** Start **

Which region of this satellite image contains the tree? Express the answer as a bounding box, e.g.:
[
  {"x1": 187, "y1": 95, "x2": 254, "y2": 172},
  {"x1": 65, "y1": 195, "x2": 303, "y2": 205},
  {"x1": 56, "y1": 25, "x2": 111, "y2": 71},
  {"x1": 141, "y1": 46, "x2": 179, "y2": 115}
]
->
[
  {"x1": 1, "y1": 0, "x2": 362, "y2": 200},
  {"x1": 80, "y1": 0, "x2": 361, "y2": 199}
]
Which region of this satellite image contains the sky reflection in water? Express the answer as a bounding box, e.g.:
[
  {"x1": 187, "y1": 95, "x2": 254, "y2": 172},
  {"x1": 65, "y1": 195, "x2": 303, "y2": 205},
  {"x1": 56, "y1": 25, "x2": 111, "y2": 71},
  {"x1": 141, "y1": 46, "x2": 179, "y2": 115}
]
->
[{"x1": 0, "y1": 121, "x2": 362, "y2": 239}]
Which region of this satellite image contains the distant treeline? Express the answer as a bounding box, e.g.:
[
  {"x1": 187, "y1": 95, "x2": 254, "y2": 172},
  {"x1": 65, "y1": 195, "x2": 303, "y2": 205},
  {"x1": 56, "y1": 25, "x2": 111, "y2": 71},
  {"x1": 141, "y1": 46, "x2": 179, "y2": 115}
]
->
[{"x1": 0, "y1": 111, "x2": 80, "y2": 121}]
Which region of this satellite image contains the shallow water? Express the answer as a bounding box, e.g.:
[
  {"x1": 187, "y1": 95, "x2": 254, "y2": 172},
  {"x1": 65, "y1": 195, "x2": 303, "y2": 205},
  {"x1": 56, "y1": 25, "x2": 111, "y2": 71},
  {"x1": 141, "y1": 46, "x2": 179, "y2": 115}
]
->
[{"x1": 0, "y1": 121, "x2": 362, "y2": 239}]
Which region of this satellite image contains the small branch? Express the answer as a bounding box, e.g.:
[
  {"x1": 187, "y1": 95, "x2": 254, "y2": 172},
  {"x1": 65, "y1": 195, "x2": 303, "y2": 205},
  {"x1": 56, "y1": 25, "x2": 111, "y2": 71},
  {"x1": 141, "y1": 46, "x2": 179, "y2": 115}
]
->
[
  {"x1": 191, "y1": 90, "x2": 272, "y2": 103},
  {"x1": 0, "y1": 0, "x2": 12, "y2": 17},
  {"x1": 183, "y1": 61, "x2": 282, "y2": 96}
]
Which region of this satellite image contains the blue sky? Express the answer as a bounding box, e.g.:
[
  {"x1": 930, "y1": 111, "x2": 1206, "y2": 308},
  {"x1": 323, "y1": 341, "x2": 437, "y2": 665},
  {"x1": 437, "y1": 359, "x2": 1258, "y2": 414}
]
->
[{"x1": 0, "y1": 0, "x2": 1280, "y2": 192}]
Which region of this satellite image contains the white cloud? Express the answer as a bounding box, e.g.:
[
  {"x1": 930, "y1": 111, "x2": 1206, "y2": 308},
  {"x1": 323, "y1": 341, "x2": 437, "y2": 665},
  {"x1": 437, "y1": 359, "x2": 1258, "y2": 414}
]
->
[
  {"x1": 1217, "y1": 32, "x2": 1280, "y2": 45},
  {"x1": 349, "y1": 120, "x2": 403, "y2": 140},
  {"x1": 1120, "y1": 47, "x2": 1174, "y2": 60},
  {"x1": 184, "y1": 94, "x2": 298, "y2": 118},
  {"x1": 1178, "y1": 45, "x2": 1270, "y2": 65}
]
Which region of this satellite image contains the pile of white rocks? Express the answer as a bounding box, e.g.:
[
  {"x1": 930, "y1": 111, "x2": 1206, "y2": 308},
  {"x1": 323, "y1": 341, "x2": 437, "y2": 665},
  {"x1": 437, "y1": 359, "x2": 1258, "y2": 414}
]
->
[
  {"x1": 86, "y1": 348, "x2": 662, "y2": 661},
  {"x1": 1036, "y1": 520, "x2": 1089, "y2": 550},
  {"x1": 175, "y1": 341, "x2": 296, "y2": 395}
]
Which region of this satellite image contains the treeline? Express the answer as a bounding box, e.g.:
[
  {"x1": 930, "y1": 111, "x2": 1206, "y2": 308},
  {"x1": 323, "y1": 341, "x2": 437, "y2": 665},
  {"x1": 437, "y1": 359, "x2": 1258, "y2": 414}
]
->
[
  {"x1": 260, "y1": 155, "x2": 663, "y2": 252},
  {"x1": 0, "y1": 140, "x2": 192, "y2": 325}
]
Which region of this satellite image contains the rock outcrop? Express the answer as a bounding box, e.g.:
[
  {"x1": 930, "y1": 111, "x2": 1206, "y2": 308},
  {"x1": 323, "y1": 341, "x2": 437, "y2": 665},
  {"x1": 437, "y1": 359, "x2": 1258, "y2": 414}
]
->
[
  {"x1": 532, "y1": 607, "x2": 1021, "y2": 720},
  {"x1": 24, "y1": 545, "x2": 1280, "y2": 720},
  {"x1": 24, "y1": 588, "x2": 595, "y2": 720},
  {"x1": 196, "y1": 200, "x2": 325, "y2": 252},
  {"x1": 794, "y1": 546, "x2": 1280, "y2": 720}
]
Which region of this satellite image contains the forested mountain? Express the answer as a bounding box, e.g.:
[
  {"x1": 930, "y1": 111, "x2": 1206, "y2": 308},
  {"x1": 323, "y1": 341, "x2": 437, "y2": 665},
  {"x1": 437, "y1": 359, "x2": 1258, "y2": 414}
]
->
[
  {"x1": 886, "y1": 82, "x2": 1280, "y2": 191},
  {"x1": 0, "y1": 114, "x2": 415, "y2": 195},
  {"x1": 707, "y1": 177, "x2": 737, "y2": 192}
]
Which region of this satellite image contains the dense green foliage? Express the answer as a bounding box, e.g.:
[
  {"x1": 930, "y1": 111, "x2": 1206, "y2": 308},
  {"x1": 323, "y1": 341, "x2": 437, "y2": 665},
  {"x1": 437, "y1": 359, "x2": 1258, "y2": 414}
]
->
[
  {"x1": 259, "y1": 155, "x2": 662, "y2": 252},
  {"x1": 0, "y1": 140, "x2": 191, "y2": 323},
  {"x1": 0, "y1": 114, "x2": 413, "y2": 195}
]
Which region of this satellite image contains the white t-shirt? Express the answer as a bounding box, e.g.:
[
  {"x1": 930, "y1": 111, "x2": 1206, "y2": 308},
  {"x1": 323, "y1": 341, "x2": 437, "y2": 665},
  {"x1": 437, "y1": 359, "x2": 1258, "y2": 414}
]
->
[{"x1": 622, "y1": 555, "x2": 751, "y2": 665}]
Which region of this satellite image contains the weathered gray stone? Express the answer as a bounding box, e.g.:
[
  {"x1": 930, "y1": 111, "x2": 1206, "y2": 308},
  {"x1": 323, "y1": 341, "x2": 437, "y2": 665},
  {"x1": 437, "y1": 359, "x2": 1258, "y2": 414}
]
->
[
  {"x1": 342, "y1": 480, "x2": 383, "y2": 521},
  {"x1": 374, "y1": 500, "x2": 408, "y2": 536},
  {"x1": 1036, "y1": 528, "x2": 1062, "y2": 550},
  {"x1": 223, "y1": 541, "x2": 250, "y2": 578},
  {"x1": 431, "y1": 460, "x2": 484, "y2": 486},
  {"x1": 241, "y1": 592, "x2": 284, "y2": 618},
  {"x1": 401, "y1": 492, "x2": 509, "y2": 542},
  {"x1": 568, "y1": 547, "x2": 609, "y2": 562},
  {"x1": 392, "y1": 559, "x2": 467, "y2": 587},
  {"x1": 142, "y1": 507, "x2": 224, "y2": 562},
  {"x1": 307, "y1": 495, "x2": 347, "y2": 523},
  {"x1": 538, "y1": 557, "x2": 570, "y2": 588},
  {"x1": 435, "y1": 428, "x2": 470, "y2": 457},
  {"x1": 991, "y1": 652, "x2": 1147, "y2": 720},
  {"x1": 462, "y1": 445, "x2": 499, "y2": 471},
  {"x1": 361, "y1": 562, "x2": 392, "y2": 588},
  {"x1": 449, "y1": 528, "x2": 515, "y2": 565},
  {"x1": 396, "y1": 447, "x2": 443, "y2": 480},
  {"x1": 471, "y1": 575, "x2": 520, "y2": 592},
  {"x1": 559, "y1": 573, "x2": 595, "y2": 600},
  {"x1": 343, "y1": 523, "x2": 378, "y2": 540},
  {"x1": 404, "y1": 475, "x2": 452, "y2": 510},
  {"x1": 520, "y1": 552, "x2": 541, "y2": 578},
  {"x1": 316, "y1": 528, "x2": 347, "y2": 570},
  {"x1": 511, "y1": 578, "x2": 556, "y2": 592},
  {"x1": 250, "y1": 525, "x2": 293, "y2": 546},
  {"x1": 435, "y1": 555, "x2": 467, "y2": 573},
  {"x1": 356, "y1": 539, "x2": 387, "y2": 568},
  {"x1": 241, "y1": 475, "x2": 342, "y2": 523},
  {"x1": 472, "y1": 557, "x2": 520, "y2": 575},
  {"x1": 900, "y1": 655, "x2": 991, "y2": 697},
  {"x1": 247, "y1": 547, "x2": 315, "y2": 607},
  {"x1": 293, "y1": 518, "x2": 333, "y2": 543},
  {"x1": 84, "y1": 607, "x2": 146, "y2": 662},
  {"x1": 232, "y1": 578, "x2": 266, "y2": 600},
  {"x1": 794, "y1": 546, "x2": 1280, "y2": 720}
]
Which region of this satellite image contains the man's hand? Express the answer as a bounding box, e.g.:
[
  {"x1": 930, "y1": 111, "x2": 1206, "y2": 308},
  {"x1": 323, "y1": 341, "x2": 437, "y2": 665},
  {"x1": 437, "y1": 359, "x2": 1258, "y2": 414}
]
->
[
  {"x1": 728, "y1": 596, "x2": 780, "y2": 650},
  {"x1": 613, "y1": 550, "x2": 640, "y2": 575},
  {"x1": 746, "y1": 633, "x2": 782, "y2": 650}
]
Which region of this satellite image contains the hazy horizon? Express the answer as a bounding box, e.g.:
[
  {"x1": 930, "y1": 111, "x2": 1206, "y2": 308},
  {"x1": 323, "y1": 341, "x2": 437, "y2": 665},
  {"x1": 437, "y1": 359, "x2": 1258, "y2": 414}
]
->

** End **

DIRECTIONS FOR THIS TASK: Arrange the lines of the material above as a numbered list, starting with the line that contains "Which region of this satellite image contains the hazy" and going on through the end of the material, and leave out any blank lines.

FULL OUTPUT:
1. Which region of this satellite image contains the hazy horizon? Express the answer as a bounding box, e.g.:
2. [
3.   {"x1": 930, "y1": 111, "x2": 1206, "y2": 308},
4.   {"x1": 323, "y1": 341, "x2": 437, "y2": 665},
5.   {"x1": 437, "y1": 359, "x2": 1258, "y2": 414}
6. ]
7. ->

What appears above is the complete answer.